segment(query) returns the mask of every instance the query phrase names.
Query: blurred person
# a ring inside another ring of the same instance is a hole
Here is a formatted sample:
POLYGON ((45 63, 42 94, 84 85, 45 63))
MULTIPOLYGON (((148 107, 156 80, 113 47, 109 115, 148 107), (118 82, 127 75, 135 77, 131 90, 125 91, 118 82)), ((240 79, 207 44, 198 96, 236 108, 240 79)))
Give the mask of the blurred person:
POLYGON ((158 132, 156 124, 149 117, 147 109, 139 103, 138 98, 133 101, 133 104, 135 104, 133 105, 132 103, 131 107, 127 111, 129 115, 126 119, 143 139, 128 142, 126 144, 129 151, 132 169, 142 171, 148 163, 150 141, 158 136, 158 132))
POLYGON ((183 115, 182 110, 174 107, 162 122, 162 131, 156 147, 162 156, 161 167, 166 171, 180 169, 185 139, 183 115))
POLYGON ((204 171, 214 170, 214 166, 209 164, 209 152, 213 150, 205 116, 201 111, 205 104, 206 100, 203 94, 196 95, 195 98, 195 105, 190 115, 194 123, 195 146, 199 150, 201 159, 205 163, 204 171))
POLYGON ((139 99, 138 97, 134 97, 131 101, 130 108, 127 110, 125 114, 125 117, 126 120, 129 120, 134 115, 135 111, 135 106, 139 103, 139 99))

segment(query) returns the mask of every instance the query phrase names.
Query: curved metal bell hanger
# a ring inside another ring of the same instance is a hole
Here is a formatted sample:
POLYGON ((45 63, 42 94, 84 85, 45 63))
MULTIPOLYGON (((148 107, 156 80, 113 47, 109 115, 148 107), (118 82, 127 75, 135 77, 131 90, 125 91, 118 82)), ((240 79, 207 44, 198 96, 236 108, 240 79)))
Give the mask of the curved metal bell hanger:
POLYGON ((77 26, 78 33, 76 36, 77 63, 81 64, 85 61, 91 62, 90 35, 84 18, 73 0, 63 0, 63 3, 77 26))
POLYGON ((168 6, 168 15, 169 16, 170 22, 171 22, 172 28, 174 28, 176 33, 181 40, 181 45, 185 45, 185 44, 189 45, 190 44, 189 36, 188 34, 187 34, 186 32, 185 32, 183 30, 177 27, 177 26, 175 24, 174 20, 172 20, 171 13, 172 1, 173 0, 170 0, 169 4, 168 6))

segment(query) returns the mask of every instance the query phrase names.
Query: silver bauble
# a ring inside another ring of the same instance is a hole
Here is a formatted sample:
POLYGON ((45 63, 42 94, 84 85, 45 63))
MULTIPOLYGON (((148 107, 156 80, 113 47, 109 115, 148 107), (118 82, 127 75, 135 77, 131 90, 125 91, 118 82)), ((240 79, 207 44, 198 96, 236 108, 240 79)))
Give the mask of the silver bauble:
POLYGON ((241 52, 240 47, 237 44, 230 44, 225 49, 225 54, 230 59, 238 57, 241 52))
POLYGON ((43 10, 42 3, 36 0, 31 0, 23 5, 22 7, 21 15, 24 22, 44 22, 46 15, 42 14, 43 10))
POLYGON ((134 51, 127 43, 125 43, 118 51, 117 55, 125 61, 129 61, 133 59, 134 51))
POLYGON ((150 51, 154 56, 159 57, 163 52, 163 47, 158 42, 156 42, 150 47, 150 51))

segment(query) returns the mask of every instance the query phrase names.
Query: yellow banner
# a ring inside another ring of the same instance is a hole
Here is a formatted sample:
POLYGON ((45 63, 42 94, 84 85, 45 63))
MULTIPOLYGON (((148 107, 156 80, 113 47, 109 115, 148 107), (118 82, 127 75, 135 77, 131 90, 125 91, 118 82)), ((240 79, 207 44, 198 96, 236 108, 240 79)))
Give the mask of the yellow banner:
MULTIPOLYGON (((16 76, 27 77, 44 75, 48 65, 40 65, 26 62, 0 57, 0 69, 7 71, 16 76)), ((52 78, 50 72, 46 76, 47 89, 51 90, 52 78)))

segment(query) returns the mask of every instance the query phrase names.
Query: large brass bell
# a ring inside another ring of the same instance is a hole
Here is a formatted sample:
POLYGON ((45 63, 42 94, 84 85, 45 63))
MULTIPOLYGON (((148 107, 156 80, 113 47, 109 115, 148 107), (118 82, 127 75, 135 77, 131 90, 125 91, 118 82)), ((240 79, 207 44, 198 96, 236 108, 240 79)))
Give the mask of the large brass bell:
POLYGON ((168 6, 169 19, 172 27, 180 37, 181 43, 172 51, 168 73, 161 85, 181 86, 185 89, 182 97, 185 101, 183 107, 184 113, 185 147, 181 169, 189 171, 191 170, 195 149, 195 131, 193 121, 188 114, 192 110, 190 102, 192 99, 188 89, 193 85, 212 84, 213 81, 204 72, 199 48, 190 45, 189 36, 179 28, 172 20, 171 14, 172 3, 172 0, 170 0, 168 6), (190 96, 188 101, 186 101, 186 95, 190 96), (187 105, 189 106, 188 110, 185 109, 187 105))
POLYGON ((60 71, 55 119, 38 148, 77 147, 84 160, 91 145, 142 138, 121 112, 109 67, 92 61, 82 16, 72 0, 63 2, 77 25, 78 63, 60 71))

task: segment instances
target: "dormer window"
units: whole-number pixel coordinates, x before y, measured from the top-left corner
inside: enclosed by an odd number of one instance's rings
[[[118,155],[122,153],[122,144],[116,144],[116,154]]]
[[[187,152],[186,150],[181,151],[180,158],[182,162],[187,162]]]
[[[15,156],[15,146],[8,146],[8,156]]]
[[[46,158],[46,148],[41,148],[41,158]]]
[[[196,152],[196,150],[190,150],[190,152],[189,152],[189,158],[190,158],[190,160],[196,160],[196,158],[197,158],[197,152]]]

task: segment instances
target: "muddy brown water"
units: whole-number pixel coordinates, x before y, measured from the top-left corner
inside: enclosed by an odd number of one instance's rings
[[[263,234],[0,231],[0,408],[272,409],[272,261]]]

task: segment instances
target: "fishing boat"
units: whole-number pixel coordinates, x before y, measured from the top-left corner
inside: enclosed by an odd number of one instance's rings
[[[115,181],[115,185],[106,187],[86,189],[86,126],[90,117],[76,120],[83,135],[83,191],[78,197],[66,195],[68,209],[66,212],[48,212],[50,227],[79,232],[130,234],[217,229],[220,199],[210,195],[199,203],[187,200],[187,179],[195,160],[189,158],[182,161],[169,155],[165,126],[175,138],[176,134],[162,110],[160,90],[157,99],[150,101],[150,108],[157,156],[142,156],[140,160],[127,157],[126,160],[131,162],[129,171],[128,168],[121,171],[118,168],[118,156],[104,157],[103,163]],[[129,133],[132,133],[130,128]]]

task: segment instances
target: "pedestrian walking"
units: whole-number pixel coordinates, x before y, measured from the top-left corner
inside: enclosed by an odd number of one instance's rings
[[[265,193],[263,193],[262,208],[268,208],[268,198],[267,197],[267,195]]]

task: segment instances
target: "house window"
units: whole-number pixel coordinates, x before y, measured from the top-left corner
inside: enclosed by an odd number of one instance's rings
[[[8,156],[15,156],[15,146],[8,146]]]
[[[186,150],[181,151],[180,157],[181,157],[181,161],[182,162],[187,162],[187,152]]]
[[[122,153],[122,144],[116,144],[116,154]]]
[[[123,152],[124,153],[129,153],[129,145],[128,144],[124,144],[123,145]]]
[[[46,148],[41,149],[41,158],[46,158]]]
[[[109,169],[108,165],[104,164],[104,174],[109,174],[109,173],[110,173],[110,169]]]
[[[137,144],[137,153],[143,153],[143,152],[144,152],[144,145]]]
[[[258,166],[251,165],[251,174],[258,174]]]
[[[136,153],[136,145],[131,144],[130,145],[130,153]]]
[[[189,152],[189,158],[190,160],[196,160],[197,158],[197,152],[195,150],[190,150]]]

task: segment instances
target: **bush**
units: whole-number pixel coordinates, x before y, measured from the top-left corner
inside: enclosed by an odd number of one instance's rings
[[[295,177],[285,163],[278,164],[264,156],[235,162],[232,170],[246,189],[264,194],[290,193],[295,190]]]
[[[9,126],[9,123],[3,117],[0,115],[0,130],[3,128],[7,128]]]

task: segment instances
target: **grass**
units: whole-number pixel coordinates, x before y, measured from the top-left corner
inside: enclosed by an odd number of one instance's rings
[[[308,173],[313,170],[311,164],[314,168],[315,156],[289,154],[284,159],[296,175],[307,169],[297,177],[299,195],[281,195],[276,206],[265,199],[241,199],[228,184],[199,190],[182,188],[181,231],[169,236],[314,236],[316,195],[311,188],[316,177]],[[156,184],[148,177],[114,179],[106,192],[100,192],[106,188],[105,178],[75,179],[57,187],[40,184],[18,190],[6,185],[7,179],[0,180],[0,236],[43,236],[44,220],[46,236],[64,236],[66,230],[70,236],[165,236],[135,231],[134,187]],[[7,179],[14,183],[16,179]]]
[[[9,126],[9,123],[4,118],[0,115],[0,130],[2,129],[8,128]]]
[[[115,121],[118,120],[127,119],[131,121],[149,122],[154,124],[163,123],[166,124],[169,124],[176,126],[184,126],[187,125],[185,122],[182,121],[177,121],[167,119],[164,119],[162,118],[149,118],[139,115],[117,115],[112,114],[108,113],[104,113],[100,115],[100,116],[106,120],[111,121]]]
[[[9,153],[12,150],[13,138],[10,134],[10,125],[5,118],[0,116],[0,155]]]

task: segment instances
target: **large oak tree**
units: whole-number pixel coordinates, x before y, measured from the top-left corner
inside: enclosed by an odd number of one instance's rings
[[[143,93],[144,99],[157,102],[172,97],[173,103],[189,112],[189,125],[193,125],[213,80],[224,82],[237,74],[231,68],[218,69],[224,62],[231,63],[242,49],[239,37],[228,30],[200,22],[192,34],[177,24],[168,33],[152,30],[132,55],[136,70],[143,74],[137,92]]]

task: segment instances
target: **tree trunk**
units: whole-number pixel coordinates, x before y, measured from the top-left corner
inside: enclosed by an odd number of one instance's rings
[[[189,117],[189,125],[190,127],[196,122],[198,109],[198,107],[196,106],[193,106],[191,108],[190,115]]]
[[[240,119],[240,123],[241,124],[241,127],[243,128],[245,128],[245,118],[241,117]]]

*-*-*

▸ WHAT THIS TASK INVOLVES:
Please revise the stretch of material from its start through the line containing "Give the mask of the blurred" by replacing "formatted sample" with "worked example" and leaving everything else unchanged. Return only those lines.

▸ COMPLETED TASK:
segment(query) returns the mask of every instance the query phrase names.
Query: blurred person
# a ring inside another ring of the same instance is a hole
Here is a worked example:
POLYGON ((45 63, 42 94, 84 85, 45 63))
MULTIPOLYGON (((148 107, 156 80, 113 47, 109 115, 148 107), (118 82, 127 75, 135 77, 131 90, 125 91, 118 82)), ((240 79, 207 44, 198 96, 236 108, 240 79)))
Give the mask of the blurred person:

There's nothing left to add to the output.